● EXERCISE PROMPT
Repeat the whole listing exactly as it appears.

*** PROVIDED ENTRIES Section Begins ***

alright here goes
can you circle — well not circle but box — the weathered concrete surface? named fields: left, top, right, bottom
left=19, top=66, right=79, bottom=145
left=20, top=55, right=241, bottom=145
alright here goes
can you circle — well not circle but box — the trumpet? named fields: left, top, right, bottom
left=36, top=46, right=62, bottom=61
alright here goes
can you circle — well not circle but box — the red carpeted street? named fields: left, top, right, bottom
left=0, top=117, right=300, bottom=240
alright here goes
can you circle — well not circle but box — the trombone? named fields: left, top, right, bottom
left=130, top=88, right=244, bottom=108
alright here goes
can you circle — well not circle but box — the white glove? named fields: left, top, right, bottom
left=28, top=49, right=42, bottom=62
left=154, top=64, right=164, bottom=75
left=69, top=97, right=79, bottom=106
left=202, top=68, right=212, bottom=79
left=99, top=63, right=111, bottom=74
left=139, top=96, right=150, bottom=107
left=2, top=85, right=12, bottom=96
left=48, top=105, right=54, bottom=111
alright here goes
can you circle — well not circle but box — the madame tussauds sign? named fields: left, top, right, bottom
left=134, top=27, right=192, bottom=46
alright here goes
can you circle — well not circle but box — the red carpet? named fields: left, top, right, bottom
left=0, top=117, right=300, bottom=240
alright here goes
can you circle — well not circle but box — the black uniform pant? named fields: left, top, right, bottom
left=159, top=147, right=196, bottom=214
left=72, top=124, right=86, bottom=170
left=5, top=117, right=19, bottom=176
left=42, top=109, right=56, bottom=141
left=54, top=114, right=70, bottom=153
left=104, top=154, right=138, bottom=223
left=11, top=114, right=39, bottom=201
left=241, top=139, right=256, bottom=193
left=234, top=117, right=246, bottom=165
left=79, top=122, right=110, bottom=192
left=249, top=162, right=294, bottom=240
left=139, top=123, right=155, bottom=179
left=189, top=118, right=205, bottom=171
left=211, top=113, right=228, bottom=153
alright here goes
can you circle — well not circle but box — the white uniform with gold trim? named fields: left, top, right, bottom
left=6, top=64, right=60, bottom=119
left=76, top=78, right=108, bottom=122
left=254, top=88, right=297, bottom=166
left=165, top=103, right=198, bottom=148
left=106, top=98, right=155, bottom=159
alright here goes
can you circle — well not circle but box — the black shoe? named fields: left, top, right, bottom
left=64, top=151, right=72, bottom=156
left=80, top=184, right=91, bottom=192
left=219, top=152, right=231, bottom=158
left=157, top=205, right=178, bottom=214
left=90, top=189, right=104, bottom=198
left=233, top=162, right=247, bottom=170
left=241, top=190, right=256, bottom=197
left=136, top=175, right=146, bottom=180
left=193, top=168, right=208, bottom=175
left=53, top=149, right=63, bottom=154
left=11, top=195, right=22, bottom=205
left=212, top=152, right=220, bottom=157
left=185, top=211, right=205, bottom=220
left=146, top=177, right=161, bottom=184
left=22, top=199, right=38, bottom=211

*** PROVIDED ENTRIES Section Ends ***

● SOLUTION TO THE EXERCISE
alright here goes
can you circle — well not circle but box — the weathered concrete surface? named fields: left, top, right, bottom
left=19, top=66, right=79, bottom=145
left=20, top=55, right=241, bottom=145
alright here goes
can you circle — well not circle but box — the trumpet? named fields: left, top, right, bottom
left=36, top=46, right=62, bottom=61
alright here goes
can you circle — well not circle but box — the red carpeted street? named fields: left, top, right, bottom
left=0, top=117, right=300, bottom=240
alright here goes
can you circle — well not circle but box — the trombone? named fields: left, top, right, bottom
left=130, top=88, right=244, bottom=108
alright here goes
can you circle — well not circle but box — the white glove? named fields: left, top, right, bottom
left=28, top=49, right=42, bottom=62
left=154, top=64, right=164, bottom=75
left=69, top=97, right=79, bottom=106
left=202, top=68, right=212, bottom=79
left=99, top=63, right=111, bottom=74
left=139, top=96, right=150, bottom=107
left=2, top=85, right=12, bottom=96
left=48, top=105, right=54, bottom=111
alright here goes
can you circle — well not circle but box — the madame tussauds sign? named fields: left, top, right, bottom
left=134, top=27, right=192, bottom=46
alright here goes
can you circle — well not circle but box — the red carpet? named fields: left, top, right, bottom
left=0, top=117, right=300, bottom=240
alright here goes
can you circle — well not circle but box — the black uniform pant? named fields: left, top, right, bottom
left=159, top=147, right=196, bottom=214
left=72, top=124, right=86, bottom=170
left=5, top=117, right=19, bottom=176
left=42, top=109, right=56, bottom=141
left=54, top=114, right=70, bottom=153
left=104, top=154, right=138, bottom=223
left=11, top=114, right=39, bottom=201
left=241, top=139, right=256, bottom=193
left=234, top=117, right=246, bottom=165
left=79, top=122, right=110, bottom=192
left=249, top=162, right=294, bottom=240
left=139, top=123, right=155, bottom=179
left=189, top=118, right=205, bottom=171
left=211, top=113, right=228, bottom=153
alright here goes
can you circle — well not circle but box — the white uniform with gold trim? named fields: left, top, right, bottom
left=6, top=64, right=60, bottom=119
left=76, top=78, right=108, bottom=122
left=254, top=88, right=297, bottom=166
left=165, top=103, right=198, bottom=148
left=106, top=98, right=155, bottom=159
alright here goes
can you circle — well not circle but box — the black shoe? named fields: left, top, right, bottom
left=64, top=151, right=72, bottom=156
left=80, top=184, right=91, bottom=192
left=219, top=152, right=231, bottom=158
left=157, top=205, right=178, bottom=214
left=90, top=189, right=104, bottom=198
left=233, top=162, right=247, bottom=170
left=241, top=190, right=256, bottom=197
left=136, top=175, right=146, bottom=180
left=193, top=168, right=208, bottom=175
left=53, top=149, right=63, bottom=154
left=11, top=195, right=22, bottom=205
left=212, top=152, right=220, bottom=157
left=185, top=211, right=205, bottom=220
left=146, top=177, right=161, bottom=184
left=22, top=199, right=38, bottom=211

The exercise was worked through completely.